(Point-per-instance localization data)
* * * * * * *

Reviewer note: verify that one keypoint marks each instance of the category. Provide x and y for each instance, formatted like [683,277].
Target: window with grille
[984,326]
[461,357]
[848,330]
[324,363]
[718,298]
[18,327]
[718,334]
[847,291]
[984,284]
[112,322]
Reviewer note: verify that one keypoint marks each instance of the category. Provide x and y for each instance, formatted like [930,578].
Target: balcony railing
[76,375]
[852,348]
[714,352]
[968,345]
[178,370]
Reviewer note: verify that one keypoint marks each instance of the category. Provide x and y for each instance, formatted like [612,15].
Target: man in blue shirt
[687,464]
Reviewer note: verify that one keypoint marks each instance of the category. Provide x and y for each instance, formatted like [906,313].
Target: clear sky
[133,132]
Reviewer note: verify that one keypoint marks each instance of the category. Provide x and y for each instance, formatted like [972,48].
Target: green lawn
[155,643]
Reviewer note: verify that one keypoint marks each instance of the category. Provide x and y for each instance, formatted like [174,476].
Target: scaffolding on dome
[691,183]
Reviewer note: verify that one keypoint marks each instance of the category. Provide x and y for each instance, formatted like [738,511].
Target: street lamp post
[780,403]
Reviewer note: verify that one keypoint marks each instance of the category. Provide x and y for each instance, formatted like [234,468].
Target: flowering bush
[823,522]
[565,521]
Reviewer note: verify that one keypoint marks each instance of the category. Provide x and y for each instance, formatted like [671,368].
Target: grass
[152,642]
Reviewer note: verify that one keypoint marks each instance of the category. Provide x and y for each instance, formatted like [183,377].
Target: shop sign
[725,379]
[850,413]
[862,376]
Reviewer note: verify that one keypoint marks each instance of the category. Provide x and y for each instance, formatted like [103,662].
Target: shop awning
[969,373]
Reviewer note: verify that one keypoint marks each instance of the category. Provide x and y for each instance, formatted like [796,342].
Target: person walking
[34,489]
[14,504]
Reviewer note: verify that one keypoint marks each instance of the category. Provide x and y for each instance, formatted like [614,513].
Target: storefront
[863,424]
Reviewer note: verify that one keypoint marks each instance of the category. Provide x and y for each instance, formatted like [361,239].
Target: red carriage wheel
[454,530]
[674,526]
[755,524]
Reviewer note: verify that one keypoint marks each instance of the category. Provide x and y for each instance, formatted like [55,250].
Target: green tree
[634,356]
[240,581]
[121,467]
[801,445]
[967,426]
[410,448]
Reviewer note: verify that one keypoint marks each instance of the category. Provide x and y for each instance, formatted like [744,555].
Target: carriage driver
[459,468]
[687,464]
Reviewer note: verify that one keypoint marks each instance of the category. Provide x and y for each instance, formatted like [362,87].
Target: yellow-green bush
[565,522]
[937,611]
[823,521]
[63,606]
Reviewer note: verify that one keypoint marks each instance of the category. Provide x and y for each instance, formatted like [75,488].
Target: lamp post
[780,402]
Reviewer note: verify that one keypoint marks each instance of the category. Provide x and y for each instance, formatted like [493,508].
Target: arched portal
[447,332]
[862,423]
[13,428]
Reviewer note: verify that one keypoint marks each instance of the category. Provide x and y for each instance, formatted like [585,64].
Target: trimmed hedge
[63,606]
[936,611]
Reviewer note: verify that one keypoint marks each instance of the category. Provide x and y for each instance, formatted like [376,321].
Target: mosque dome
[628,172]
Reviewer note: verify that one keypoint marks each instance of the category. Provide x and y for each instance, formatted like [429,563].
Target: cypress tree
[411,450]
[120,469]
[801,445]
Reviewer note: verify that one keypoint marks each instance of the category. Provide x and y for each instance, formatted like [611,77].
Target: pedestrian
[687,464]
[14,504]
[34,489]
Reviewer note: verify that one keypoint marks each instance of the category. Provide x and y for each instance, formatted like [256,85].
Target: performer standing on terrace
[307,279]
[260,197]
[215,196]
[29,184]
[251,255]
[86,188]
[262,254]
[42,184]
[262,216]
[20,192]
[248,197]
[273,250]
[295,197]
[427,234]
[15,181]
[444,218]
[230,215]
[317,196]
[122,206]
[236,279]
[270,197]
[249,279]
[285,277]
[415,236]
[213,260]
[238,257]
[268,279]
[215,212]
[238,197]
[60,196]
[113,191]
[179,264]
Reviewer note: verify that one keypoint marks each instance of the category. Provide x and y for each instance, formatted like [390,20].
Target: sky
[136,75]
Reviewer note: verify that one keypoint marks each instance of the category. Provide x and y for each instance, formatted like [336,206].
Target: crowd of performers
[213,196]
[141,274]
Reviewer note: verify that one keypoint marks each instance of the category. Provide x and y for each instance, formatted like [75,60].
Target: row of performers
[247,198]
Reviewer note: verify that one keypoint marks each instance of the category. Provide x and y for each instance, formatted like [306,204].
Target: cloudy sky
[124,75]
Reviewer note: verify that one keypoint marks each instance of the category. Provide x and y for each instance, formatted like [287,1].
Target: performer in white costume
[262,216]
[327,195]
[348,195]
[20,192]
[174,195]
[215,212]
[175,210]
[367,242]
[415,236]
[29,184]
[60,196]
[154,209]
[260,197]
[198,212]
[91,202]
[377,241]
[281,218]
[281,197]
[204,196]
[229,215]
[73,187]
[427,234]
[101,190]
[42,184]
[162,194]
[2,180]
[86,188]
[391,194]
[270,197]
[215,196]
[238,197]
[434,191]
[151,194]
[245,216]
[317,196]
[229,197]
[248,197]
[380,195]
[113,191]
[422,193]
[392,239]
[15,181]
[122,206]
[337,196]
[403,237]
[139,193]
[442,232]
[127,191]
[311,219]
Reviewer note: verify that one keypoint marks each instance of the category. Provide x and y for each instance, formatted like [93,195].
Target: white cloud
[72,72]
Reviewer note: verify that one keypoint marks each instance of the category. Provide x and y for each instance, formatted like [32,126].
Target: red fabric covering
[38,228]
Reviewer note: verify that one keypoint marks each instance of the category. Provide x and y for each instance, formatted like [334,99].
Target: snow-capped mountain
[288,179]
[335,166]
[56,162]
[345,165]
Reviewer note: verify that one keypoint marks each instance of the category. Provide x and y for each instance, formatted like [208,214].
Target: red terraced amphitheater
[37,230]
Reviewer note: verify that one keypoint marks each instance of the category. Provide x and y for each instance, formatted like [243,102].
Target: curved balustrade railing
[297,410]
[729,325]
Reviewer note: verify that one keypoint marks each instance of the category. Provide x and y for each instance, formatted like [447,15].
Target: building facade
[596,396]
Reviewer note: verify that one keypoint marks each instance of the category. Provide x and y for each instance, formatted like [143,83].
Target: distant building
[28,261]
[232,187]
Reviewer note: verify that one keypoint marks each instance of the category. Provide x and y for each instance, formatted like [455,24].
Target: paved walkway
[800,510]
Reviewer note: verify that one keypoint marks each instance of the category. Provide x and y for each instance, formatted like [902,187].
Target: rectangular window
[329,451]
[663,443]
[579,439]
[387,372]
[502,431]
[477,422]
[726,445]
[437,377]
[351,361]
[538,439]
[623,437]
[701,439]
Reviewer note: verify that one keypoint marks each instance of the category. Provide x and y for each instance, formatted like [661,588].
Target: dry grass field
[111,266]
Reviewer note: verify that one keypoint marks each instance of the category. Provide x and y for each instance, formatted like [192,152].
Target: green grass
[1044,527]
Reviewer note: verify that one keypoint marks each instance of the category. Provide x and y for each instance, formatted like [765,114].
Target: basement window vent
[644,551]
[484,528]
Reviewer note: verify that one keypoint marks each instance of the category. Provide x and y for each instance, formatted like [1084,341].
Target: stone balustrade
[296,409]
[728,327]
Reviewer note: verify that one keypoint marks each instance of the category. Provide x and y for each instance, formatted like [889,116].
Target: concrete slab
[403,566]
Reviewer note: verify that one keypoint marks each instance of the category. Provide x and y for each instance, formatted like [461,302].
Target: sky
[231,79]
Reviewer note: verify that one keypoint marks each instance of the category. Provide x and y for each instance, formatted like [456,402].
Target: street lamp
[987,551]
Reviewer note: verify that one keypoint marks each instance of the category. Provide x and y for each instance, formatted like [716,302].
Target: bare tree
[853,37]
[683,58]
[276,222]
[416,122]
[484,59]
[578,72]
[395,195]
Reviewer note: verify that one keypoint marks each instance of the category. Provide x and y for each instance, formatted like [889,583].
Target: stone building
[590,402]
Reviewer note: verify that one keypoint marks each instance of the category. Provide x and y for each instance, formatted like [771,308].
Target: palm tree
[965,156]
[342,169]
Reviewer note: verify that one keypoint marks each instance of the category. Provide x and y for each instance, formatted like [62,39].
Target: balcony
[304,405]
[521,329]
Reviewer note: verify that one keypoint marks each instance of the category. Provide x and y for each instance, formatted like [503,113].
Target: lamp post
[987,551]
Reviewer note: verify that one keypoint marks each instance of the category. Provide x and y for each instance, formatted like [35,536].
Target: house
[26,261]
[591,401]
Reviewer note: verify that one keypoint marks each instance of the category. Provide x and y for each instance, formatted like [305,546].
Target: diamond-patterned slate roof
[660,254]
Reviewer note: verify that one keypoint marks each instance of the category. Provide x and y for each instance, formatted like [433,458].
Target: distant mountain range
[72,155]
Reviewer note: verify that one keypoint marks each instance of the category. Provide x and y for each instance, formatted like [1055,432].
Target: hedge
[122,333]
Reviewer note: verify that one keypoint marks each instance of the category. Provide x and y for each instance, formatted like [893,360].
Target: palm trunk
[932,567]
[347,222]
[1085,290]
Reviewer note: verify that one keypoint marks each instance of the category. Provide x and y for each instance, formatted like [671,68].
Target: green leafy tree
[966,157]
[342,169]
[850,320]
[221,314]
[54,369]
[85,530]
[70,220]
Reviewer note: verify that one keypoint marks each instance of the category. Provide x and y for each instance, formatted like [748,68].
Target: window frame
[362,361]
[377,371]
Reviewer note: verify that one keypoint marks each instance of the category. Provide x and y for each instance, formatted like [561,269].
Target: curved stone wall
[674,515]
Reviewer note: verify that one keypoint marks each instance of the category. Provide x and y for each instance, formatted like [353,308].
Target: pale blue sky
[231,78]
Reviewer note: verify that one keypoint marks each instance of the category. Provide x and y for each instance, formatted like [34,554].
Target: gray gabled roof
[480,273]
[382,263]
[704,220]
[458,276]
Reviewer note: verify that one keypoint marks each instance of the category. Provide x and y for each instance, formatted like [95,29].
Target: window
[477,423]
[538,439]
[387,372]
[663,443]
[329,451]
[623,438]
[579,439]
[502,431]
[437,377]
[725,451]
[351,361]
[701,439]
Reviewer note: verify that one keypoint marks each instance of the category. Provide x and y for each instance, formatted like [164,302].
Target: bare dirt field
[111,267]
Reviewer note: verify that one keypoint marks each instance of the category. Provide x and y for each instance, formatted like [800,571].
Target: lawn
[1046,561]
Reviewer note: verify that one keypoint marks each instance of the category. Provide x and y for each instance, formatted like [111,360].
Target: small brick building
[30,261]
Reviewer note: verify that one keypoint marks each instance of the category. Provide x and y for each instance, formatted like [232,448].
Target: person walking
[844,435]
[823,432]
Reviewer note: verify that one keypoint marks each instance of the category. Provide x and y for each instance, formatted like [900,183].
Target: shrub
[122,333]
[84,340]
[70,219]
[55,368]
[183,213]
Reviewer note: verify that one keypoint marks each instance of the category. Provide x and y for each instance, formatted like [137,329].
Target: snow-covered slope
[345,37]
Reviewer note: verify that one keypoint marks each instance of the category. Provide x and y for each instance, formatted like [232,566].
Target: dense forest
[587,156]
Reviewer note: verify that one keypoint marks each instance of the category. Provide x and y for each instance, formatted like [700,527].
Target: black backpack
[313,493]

* * * * * * *

## Work instruction
Look above for the line containing "Target: dense forest". From there to the final line of the entries, repeat every line exactly.

## Expected output
Target: dense forest
[587,156]
Reviewer note: verify that one keypoint marks each instance of the category. Provide x and y for each instance, formatted like [700,527].
Target: black backpack
[313,493]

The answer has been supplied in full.